(YOUR TASK):
Where a line below holds the string "front", copy that line.

----- MATERIALS PROVIDED

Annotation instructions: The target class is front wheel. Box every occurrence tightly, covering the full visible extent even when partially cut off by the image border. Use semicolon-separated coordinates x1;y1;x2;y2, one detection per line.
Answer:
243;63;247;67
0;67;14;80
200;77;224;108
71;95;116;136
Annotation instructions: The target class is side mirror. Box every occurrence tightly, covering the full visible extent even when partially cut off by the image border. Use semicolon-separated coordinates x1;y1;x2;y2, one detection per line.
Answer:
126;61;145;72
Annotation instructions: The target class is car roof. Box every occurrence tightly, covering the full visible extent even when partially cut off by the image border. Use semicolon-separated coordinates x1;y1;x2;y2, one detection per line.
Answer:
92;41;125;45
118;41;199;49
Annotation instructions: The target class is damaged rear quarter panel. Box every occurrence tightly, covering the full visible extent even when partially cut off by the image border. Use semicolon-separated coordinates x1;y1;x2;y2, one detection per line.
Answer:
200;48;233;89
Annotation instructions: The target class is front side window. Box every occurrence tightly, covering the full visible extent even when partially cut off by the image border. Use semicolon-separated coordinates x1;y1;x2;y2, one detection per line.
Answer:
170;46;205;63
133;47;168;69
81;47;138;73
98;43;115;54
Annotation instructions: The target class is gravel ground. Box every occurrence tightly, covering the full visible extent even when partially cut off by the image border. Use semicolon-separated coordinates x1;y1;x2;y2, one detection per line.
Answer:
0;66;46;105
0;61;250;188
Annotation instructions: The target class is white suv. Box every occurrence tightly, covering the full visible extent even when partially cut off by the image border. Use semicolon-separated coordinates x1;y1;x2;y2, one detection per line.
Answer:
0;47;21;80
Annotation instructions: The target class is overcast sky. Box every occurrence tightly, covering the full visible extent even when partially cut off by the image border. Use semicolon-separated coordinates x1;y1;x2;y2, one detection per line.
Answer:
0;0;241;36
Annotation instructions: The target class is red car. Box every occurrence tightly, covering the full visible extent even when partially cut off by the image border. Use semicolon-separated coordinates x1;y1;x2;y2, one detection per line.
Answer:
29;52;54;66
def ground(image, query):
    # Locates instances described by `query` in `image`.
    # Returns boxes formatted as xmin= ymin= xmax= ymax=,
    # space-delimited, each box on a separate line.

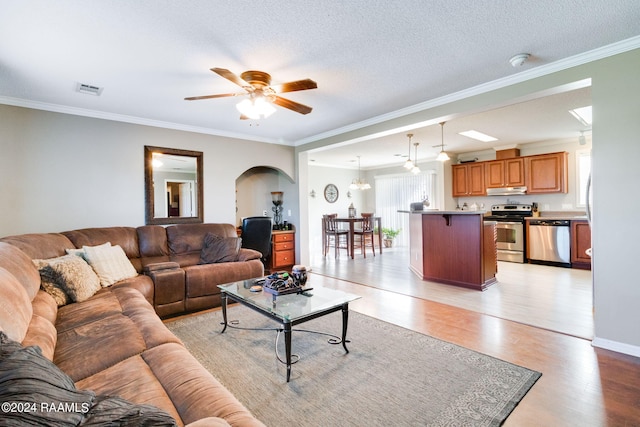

----------

(RESULT):
Annotation instructions: The target class is front wheel. Box every occurrence tightly, covering the full visible extent even when partially cut off by the image border. Use semicolon-separated coordinates x1;y1;x2;y2, one detection per line.
Annotation instructions: The target class is front side window. Box every occurrence tightly, covering the full visible extent even when partially cut off by the image border. Use semicolon-separated coordinates x1;y1;x2;y2, one detection per line.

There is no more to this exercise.